Problems
**1.** Please list the favorite things of a cat that the cat carrier text names as ways to build a positive association with the carrier.
**2.** Answer these questions from the cat carrier text:
(a) What does wiping down the carrier remove?
(b) For a cat with existing carrier anxiety, what part of the carrier should be removed at the start?
(c) Which meal does the text suggest feeding inside the carrier?
**3.** Reproduce the cat carrier text from "We all know" up to and including "interact with it.".

Document text
Familiarizing Your Cat to Their Carrier

Like many desensitization training techniques, getting your cat comfortable with a carrier requires finding a way for your cat to enjoy her space.

If your cat had a negative experience in her carrier, McNee says to start with a clean slate, or in this case, a clean carrier. By wiping down the carrier you'll remove any stress or fear hormones your cat might have released. Then, McNee says, you can begin to positively associate your cat to her carrier with the use of a few of her favorite things: food, play, and a cozy place to nap.

First, you'll want her carrier to become part of her familiar environment. So, leave it out and about with a cozy blanket inside. For cats with existing cat carrier anxiety, start with the top of the carrier removed.

We all know a cat's favorite time is mealtime, and there's no better positive association than feeding your cat her breakfast inside her carrier. Start by serving meals close to the carrier door, placing her dish farther inside the carrier each day. Between mealtimes incorporate play in and around the carrier and give your cat a treat when she chooses to interact with it.

Records supplied
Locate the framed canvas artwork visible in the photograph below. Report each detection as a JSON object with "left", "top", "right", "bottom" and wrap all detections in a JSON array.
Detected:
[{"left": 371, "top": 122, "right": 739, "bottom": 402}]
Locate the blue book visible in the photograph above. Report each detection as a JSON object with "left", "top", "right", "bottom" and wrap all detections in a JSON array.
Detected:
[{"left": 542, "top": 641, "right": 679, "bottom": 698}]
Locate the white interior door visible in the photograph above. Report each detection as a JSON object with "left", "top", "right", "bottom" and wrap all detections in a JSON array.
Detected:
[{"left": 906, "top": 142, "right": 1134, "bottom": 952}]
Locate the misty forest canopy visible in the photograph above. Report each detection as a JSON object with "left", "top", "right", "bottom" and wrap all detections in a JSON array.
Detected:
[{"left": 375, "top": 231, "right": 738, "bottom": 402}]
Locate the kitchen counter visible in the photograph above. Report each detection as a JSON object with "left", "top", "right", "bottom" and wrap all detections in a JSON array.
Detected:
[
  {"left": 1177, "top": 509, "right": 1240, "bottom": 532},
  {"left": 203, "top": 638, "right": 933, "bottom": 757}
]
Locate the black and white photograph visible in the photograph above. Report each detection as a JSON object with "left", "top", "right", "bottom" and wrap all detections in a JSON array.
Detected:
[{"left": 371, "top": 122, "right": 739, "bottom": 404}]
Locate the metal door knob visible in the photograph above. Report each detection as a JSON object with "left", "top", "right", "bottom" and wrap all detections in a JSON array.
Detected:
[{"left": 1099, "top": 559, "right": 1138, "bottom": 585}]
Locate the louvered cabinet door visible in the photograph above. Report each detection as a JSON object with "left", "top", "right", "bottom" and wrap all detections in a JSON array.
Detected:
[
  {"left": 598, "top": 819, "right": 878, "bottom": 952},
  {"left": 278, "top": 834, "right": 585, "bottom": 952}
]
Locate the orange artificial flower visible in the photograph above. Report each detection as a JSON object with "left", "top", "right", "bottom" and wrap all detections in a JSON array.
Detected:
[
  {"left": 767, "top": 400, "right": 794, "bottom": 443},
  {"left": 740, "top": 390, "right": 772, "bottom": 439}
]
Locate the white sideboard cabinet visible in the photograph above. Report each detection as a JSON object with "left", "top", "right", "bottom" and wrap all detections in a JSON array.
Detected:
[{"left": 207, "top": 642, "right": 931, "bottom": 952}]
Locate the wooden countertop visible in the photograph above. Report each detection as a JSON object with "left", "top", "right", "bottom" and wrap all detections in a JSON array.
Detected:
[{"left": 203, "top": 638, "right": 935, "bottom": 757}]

Results for the exercise
**1.**
Food
Play
A cozy place to nap

**2.**
(a) Any stress or fear hormones the cat might have released.
(b) The top of the carrier.
(c) Breakfast.

**3.**
We all know a cat's favorite time is mealtime, and there's no better positive association than feeding your cat her breakfast inside her carrier. Start by serving meals close to the carrier door, placing her dish farther inside the carrier each day. Between mealtimes incorporate play in and around the carrier and give your cat a treat when she chooses to interact with it.